- _Data to use_:
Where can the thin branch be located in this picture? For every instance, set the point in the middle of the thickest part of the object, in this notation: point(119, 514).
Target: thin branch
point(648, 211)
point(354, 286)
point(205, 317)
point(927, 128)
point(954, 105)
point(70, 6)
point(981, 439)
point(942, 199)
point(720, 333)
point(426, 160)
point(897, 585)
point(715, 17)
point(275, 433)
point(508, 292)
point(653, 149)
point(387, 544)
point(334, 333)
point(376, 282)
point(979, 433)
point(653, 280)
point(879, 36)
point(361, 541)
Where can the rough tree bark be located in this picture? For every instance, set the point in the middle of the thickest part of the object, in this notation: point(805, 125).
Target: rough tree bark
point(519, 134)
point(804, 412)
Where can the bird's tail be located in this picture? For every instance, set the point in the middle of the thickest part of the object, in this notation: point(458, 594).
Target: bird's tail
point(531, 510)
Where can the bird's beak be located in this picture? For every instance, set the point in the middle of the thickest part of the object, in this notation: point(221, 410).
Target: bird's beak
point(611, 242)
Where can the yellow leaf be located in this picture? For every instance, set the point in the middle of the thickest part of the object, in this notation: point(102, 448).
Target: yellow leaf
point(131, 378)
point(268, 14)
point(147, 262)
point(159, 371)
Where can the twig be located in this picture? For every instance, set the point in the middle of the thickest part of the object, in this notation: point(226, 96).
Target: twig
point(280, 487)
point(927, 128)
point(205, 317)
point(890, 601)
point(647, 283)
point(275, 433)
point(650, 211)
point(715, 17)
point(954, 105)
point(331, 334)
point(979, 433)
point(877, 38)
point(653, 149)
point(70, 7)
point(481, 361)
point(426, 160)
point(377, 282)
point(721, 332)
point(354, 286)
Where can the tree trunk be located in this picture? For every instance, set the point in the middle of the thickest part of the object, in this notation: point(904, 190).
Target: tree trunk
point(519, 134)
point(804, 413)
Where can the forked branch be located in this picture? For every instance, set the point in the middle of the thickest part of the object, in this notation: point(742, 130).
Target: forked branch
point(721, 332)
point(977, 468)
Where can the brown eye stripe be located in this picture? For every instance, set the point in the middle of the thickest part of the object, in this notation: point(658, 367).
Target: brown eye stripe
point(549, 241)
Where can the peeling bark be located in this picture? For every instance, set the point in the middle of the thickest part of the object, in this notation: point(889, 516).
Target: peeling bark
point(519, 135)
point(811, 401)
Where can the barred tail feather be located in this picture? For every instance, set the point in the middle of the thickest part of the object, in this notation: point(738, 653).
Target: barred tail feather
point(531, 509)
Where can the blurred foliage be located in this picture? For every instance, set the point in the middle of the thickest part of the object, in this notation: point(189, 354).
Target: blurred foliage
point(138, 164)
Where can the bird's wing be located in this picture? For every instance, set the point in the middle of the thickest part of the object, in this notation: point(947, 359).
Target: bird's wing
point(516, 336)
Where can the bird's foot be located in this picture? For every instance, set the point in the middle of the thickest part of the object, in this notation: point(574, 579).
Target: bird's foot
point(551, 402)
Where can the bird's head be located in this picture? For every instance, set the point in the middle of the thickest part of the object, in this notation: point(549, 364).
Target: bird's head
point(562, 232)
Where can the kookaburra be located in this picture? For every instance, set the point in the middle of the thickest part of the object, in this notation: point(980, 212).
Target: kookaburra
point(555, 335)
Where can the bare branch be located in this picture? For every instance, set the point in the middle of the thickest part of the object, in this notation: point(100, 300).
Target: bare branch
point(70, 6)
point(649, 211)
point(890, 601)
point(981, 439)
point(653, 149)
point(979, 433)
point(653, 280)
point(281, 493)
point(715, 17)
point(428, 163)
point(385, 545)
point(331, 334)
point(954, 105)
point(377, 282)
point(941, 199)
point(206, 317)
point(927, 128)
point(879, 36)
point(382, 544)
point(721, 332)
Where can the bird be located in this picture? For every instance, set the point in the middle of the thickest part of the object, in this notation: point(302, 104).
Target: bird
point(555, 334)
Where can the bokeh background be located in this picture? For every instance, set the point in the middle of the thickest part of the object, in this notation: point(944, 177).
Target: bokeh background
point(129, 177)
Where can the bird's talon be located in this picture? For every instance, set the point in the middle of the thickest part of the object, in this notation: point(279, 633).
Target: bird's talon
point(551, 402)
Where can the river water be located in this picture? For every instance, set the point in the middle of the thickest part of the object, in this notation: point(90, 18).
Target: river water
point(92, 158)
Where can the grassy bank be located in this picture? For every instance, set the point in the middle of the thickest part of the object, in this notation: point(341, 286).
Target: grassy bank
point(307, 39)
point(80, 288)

- _About this task_: Would you repeat the lines from the one containing "Where can the river" through the end of the data, exactly, with nothing before or after them?

- _Response to the exercise_:
Where can the river water be located in this picture? For every instance, set the point in the middle of the thickest part of the object, in this notation: point(90, 18).
Target: river water
point(92, 158)
Where can the grassy bank be located in this picture? For every instance, set the point in the middle of the thickest part of the object, in this notation: point(341, 286).
Target: grassy bank
point(307, 39)
point(80, 288)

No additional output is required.